**WORK ITEM:**
Write out, word for word, every line in the data below from the one containing "the green stem?" to the one containing "the flower bud?", both of them included.
DATA RECORDS: Begin
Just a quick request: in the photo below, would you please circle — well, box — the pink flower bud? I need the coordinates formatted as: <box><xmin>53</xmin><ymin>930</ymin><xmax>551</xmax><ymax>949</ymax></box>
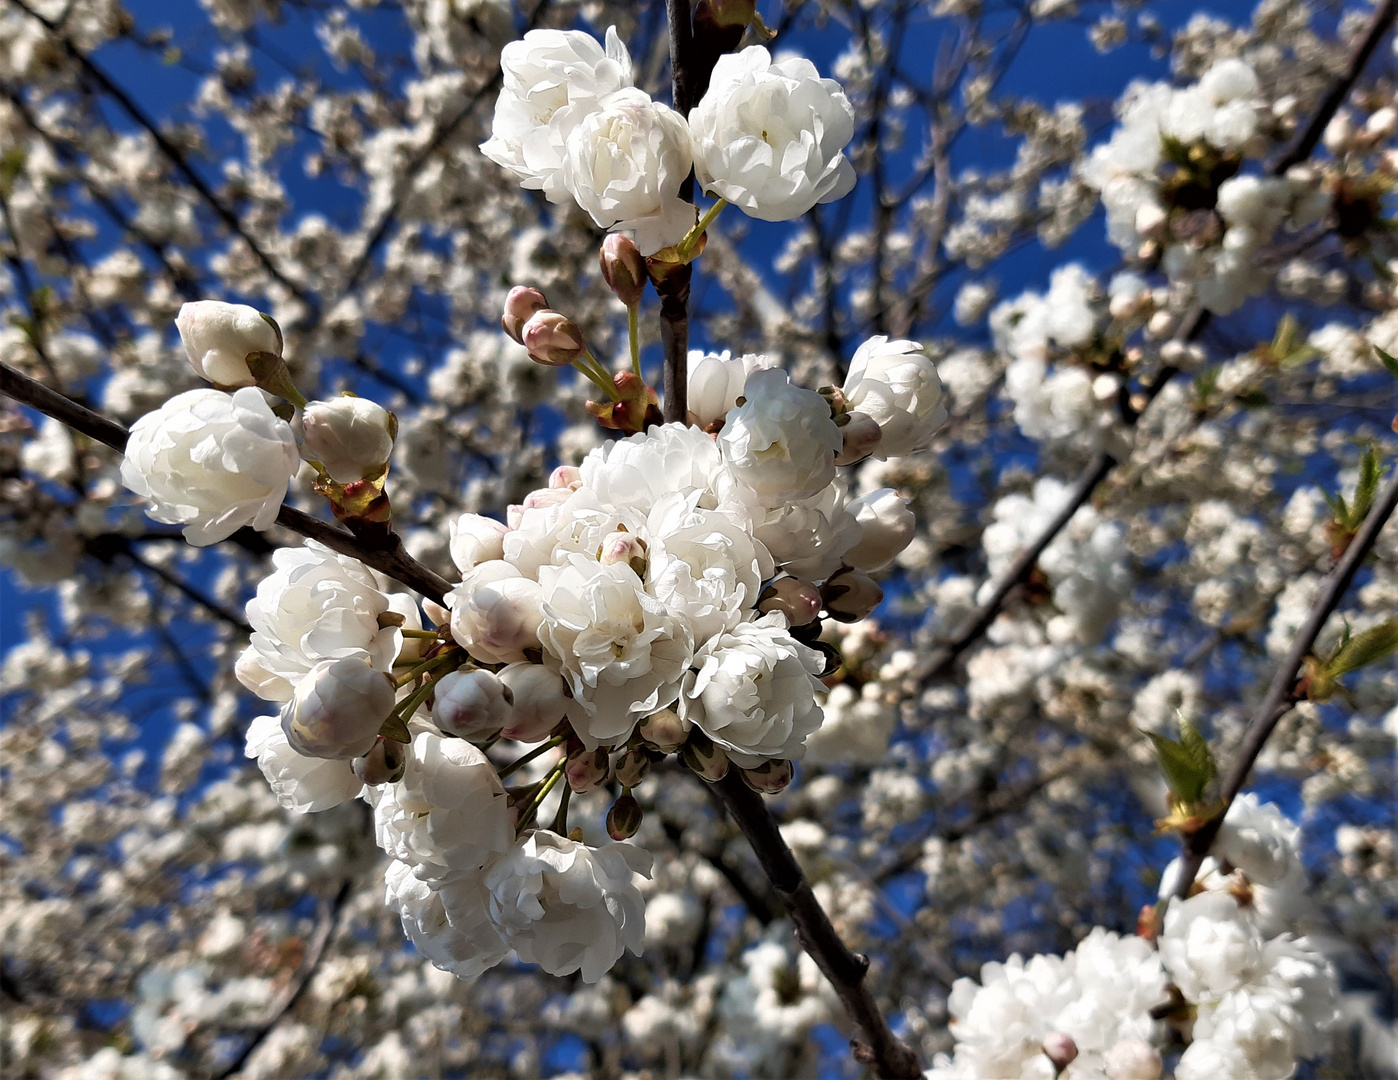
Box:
<box><xmin>353</xmin><ymin>736</ymin><xmax>407</xmax><ymax>786</ymax></box>
<box><xmin>282</xmin><ymin>657</ymin><xmax>395</xmax><ymax>759</ymax></box>
<box><xmin>758</xmin><ymin>577</ymin><xmax>822</xmax><ymax>627</ymax></box>
<box><xmin>740</xmin><ymin>759</ymin><xmax>793</xmax><ymax>794</ymax></box>
<box><xmin>1043</xmin><ymin>1033</ymin><xmax>1079</xmax><ymax>1074</ymax></box>
<box><xmin>821</xmin><ymin>567</ymin><xmax>883</xmax><ymax>623</ymax></box>
<box><xmin>682</xmin><ymin>730</ymin><xmax>729</xmax><ymax>782</ymax></box>
<box><xmin>606</xmin><ymin>793</ymin><xmax>642</xmax><ymax>839</ymax></box>
<box><xmin>566</xmin><ymin>747</ymin><xmax>610</xmax><ymax>793</ymax></box>
<box><xmin>501</xmin><ymin>286</ymin><xmax>548</xmax><ymax>343</ymax></box>
<box><xmin>432</xmin><ymin>668</ymin><xmax>514</xmax><ymax>740</ymax></box>
<box><xmin>522</xmin><ymin>309</ymin><xmax>585</xmax><ymax>366</ymax></box>
<box><xmin>833</xmin><ymin>411</ymin><xmax>883</xmax><ymax>466</ymax></box>
<box><xmin>638</xmin><ymin>707</ymin><xmax>687</xmax><ymax>753</ymax></box>
<box><xmin>614</xmin><ymin>748</ymin><xmax>651</xmax><ymax>788</ymax></box>
<box><xmin>599</xmin><ymin>529</ymin><xmax>648</xmax><ymax>577</ymax></box>
<box><xmin>549</xmin><ymin>465</ymin><xmax>582</xmax><ymax>490</ymax></box>
<box><xmin>498</xmin><ymin>662</ymin><xmax>570</xmax><ymax>742</ymax></box>
<box><xmin>599</xmin><ymin>234</ymin><xmax>647</xmax><ymax>306</ymax></box>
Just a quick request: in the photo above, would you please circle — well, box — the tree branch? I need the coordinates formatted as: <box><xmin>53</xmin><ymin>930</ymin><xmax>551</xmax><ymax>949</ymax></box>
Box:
<box><xmin>712</xmin><ymin>771</ymin><xmax>922</xmax><ymax>1078</ymax></box>
<box><xmin>918</xmin><ymin>0</ymin><xmax>1398</xmax><ymax>685</ymax></box>
<box><xmin>1169</xmin><ymin>464</ymin><xmax>1398</xmax><ymax>900</ymax></box>
<box><xmin>0</xmin><ymin>360</ymin><xmax>454</xmax><ymax>604</ymax></box>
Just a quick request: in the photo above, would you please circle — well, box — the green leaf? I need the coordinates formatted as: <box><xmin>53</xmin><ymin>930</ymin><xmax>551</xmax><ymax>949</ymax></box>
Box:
<box><xmin>1374</xmin><ymin>346</ymin><xmax>1398</xmax><ymax>380</ymax></box>
<box><xmin>1352</xmin><ymin>445</ymin><xmax>1385</xmax><ymax>523</ymax></box>
<box><xmin>1326</xmin><ymin>617</ymin><xmax>1398</xmax><ymax>678</ymax></box>
<box><xmin>1147</xmin><ymin>716</ymin><xmax>1216</xmax><ymax>805</ymax></box>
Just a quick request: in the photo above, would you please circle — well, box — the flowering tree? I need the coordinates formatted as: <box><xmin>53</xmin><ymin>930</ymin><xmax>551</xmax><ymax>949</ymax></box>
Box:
<box><xmin>2</xmin><ymin>1</ymin><xmax>1397</xmax><ymax>1079</ymax></box>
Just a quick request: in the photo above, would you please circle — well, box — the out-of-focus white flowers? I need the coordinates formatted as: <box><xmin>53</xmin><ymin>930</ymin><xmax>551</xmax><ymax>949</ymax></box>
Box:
<box><xmin>281</xmin><ymin>655</ymin><xmax>395</xmax><ymax>759</ymax></box>
<box><xmin>175</xmin><ymin>300</ymin><xmax>278</xmax><ymax>388</ymax></box>
<box><xmin>120</xmin><ymin>387</ymin><xmax>299</xmax><ymax>545</ymax></box>
<box><xmin>299</xmin><ymin>395</ymin><xmax>395</xmax><ymax>483</ymax></box>
<box><xmin>840</xmin><ymin>337</ymin><xmax>947</xmax><ymax>458</ymax></box>
<box><xmin>689</xmin><ymin>46</ymin><xmax>856</xmax><ymax>221</ymax></box>
<box><xmin>484</xmin><ymin>830</ymin><xmax>651</xmax><ymax>982</ymax></box>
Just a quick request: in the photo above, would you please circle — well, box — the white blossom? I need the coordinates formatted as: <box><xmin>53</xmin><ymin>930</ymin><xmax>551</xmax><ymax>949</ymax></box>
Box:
<box><xmin>718</xmin><ymin>369</ymin><xmax>841</xmax><ymax>502</ymax></box>
<box><xmin>174</xmin><ymin>300</ymin><xmax>278</xmax><ymax>388</ymax></box>
<box><xmin>244</xmin><ymin>714</ymin><xmax>362</xmax><ymax>812</ymax></box>
<box><xmin>841</xmin><ymin>337</ymin><xmax>947</xmax><ymax>458</ymax></box>
<box><xmin>281</xmin><ymin>655</ymin><xmax>395</xmax><ymax>759</ymax></box>
<box><xmin>299</xmin><ymin>395</ymin><xmax>395</xmax><ymax>483</ymax></box>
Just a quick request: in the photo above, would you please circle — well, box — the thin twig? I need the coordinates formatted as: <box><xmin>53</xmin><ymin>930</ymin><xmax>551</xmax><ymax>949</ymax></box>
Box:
<box><xmin>712</xmin><ymin>771</ymin><xmax>923</xmax><ymax>1079</ymax></box>
<box><xmin>0</xmin><ymin>361</ymin><xmax>454</xmax><ymax>603</ymax></box>
<box><xmin>1169</xmin><ymin>465</ymin><xmax>1398</xmax><ymax>900</ymax></box>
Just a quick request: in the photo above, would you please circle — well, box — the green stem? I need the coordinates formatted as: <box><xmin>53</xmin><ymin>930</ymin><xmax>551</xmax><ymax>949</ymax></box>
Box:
<box><xmin>571</xmin><ymin>353</ymin><xmax>621</xmax><ymax>400</ymax></box>
<box><xmin>515</xmin><ymin>762</ymin><xmax>565</xmax><ymax>833</ymax></box>
<box><xmin>476</xmin><ymin>731</ymin><xmax>503</xmax><ymax>753</ymax></box>
<box><xmin>550</xmin><ymin>782</ymin><xmax>572</xmax><ymax>835</ymax></box>
<box><xmin>677</xmin><ymin>199</ymin><xmax>726</xmax><ymax>261</ymax></box>
<box><xmin>391</xmin><ymin>674</ymin><xmax>440</xmax><ymax>724</ymax></box>
<box><xmin>400</xmin><ymin>628</ymin><xmax>441</xmax><ymax>640</ymax></box>
<box><xmin>627</xmin><ymin>304</ymin><xmax>641</xmax><ymax>377</ymax></box>
<box><xmin>393</xmin><ymin>649</ymin><xmax>459</xmax><ymax>688</ymax></box>
<box><xmin>497</xmin><ymin>733</ymin><xmax>568</xmax><ymax>779</ymax></box>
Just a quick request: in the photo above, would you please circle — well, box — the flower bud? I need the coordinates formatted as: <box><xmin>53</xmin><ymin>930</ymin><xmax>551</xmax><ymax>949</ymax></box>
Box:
<box><xmin>498</xmin><ymin>662</ymin><xmax>570</xmax><ymax>742</ymax></box>
<box><xmin>606</xmin><ymin>793</ymin><xmax>643</xmax><ymax>840</ymax></box>
<box><xmin>1103</xmin><ymin>1038</ymin><xmax>1161</xmax><ymax>1080</ymax></box>
<box><xmin>682</xmin><ymin>729</ymin><xmax>729</xmax><ymax>782</ymax></box>
<box><xmin>432</xmin><ymin>668</ymin><xmax>513</xmax><ymax>740</ymax></box>
<box><xmin>638</xmin><ymin>707</ymin><xmax>687</xmax><ymax>753</ymax></box>
<box><xmin>599</xmin><ymin>233</ymin><xmax>647</xmax><ymax>306</ymax></box>
<box><xmin>549</xmin><ymin>465</ymin><xmax>582</xmax><ymax>490</ymax></box>
<box><xmin>523</xmin><ymin>486</ymin><xmax>573</xmax><ymax>511</ymax></box>
<box><xmin>1043</xmin><ymin>1033</ymin><xmax>1079</xmax><ymax>1074</ymax></box>
<box><xmin>758</xmin><ymin>577</ymin><xmax>822</xmax><ymax>627</ymax></box>
<box><xmin>833</xmin><ymin>411</ymin><xmax>883</xmax><ymax>466</ymax></box>
<box><xmin>448</xmin><ymin>513</ymin><xmax>508</xmax><ymax>572</ymax></box>
<box><xmin>502</xmin><ymin>286</ymin><xmax>548</xmax><ymax>343</ymax></box>
<box><xmin>821</xmin><ymin>567</ymin><xmax>884</xmax><ymax>623</ymax></box>
<box><xmin>566</xmin><ymin>747</ymin><xmax>610</xmax><ymax>793</ymax></box>
<box><xmin>175</xmin><ymin>300</ymin><xmax>280</xmax><ymax>388</ymax></box>
<box><xmin>282</xmin><ymin>656</ymin><xmax>395</xmax><ymax>759</ymax></box>
<box><xmin>353</xmin><ymin>736</ymin><xmax>407</xmax><ymax>786</ymax></box>
<box><xmin>446</xmin><ymin>561</ymin><xmax>545</xmax><ymax>665</ymax></box>
<box><xmin>843</xmin><ymin>489</ymin><xmax>915</xmax><ymax>573</ymax></box>
<box><xmin>740</xmin><ymin>759</ymin><xmax>793</xmax><ymax>794</ymax></box>
<box><xmin>522</xmin><ymin>309</ymin><xmax>586</xmax><ymax>366</ymax></box>
<box><xmin>300</xmin><ymin>395</ymin><xmax>395</xmax><ymax>483</ymax></box>
<box><xmin>614</xmin><ymin>748</ymin><xmax>651</xmax><ymax>788</ymax></box>
<box><xmin>599</xmin><ymin>529</ymin><xmax>648</xmax><ymax>577</ymax></box>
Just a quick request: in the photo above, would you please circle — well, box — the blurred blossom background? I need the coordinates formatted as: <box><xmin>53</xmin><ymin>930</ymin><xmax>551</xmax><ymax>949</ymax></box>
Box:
<box><xmin>1</xmin><ymin>1</ymin><xmax>1396</xmax><ymax>1078</ymax></box>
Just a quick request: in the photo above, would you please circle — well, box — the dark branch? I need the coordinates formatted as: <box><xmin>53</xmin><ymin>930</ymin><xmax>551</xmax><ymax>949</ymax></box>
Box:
<box><xmin>0</xmin><ymin>360</ymin><xmax>454</xmax><ymax>604</ymax></box>
<box><xmin>712</xmin><ymin>771</ymin><xmax>923</xmax><ymax>1078</ymax></box>
<box><xmin>1169</xmin><ymin>465</ymin><xmax>1398</xmax><ymax>899</ymax></box>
DATA RECORDS: End
**RESPONSE TO THE EXERCISE:**
Just a quick request: in the photo above, would you please circle — well, box — the green stem? I need the coordinates formatted as: <box><xmin>53</xmin><ymin>930</ymin><xmax>551</xmax><ymax>949</ymax></box>
Box:
<box><xmin>571</xmin><ymin>353</ymin><xmax>621</xmax><ymax>400</ymax></box>
<box><xmin>515</xmin><ymin>762</ymin><xmax>565</xmax><ymax>833</ymax></box>
<box><xmin>476</xmin><ymin>731</ymin><xmax>503</xmax><ymax>753</ymax></box>
<box><xmin>550</xmin><ymin>782</ymin><xmax>572</xmax><ymax>835</ymax></box>
<box><xmin>677</xmin><ymin>199</ymin><xmax>726</xmax><ymax>261</ymax></box>
<box><xmin>391</xmin><ymin>674</ymin><xmax>440</xmax><ymax>724</ymax></box>
<box><xmin>400</xmin><ymin>628</ymin><xmax>441</xmax><ymax>640</ymax></box>
<box><xmin>627</xmin><ymin>304</ymin><xmax>641</xmax><ymax>377</ymax></box>
<box><xmin>393</xmin><ymin>649</ymin><xmax>459</xmax><ymax>688</ymax></box>
<box><xmin>497</xmin><ymin>733</ymin><xmax>568</xmax><ymax>779</ymax></box>
Just a quick request: in the photo above, would you please circle — well, box — the flower bud? I need the coordinates formatted as: <box><xmin>53</xmin><ymin>930</ymin><xmax>551</xmax><ymax>949</ymax></box>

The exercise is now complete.